[Collected data entries]
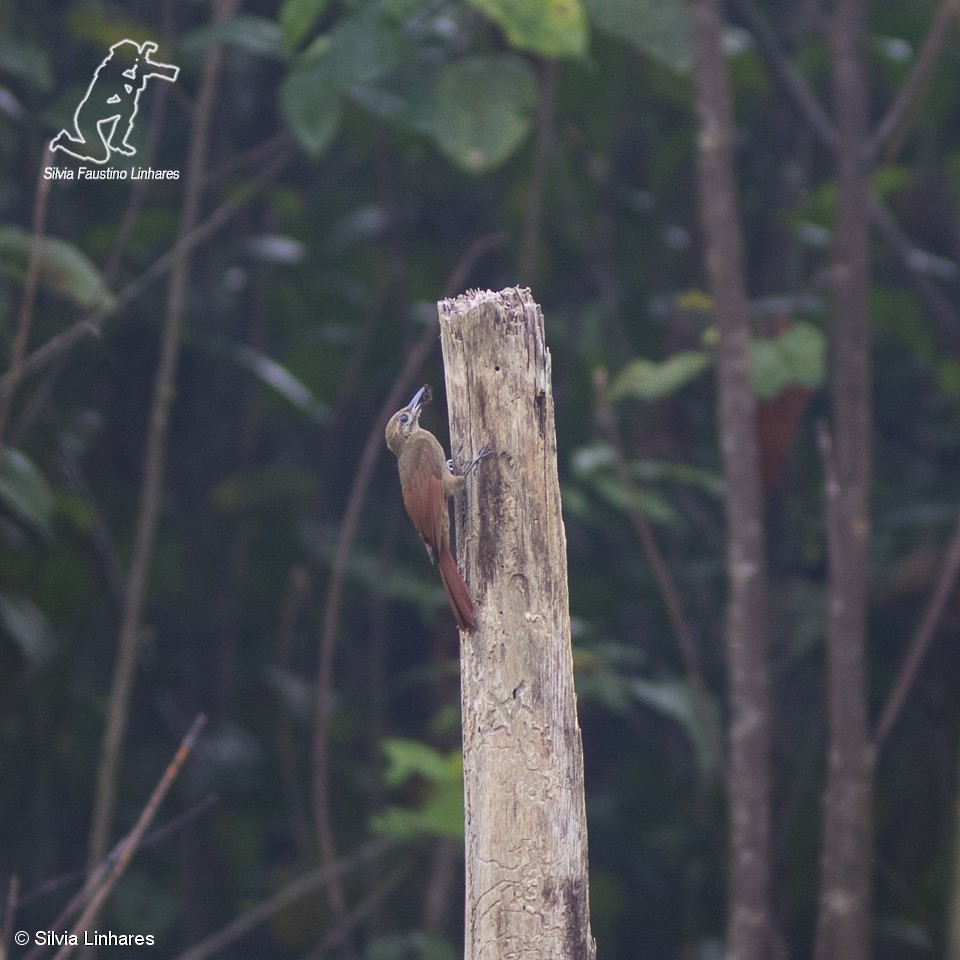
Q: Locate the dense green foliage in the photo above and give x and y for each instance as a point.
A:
(402, 133)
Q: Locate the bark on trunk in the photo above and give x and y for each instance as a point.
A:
(526, 835)
(748, 769)
(843, 931)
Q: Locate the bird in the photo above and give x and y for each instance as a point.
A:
(427, 481)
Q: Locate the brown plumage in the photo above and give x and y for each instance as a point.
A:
(427, 482)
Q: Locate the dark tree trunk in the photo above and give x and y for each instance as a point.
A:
(843, 918)
(748, 933)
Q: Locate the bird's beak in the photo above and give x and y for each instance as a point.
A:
(422, 396)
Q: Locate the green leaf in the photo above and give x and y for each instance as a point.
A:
(658, 28)
(797, 356)
(297, 18)
(413, 758)
(550, 28)
(649, 380)
(24, 490)
(312, 110)
(28, 627)
(27, 63)
(64, 270)
(441, 813)
(484, 108)
(424, 946)
(357, 51)
(675, 699)
(258, 36)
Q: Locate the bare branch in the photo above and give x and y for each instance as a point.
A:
(29, 291)
(293, 891)
(920, 643)
(128, 642)
(889, 134)
(661, 573)
(105, 876)
(748, 766)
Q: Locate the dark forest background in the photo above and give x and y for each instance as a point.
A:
(189, 523)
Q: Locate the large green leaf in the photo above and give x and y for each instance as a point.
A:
(441, 812)
(655, 27)
(24, 491)
(359, 50)
(64, 270)
(797, 356)
(550, 28)
(484, 108)
(648, 380)
(297, 18)
(311, 107)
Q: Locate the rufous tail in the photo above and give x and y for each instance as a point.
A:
(457, 593)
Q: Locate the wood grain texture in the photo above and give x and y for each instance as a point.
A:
(526, 835)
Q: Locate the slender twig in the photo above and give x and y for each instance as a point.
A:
(105, 877)
(150, 840)
(128, 644)
(29, 291)
(887, 136)
(661, 572)
(139, 193)
(746, 640)
(530, 247)
(363, 910)
(790, 77)
(348, 531)
(942, 310)
(920, 643)
(293, 891)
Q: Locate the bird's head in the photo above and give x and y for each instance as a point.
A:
(406, 420)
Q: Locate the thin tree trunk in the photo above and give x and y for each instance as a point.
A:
(526, 833)
(846, 866)
(748, 934)
(121, 690)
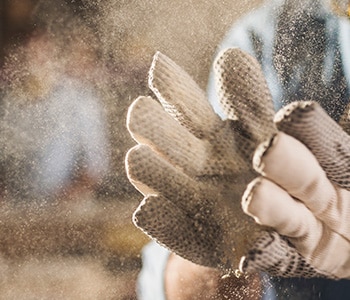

## What the task asks
Copy out the lines of the records from the one containing "Q: Locate the large" through the end, leaving out the pictures.

## Full answer
Q: Locate the large green leaf in the photo above and give x and y for each instance as a point.
A:
(441, 812)
(655, 27)
(24, 491)
(359, 50)
(64, 270)
(797, 356)
(550, 28)
(484, 108)
(648, 380)
(297, 18)
(311, 107)
Q: Locate the rufous tail in the photo above and give x and y for each instance as a point.
A:
(457, 593)
Q: Locate the wood grain texture in the photo above and give x and y for each instance as a point.
A:
(526, 835)
Q: Locate the slender twig in the photo above and give x and y for each instance as a point.
A:
(105, 877)
(150, 840)
(128, 644)
(29, 291)
(887, 136)
(661, 572)
(139, 193)
(746, 640)
(530, 247)
(363, 910)
(790, 77)
(348, 531)
(942, 310)
(920, 643)
(293, 891)
Q: Locate the bird's head in the photo above and give x and y for each instance as a point.
A:
(406, 420)
Q: Locate the thin tree trunk in the photo above and give x and y for each instance as a point.
A:
(526, 833)
(846, 866)
(748, 934)
(121, 690)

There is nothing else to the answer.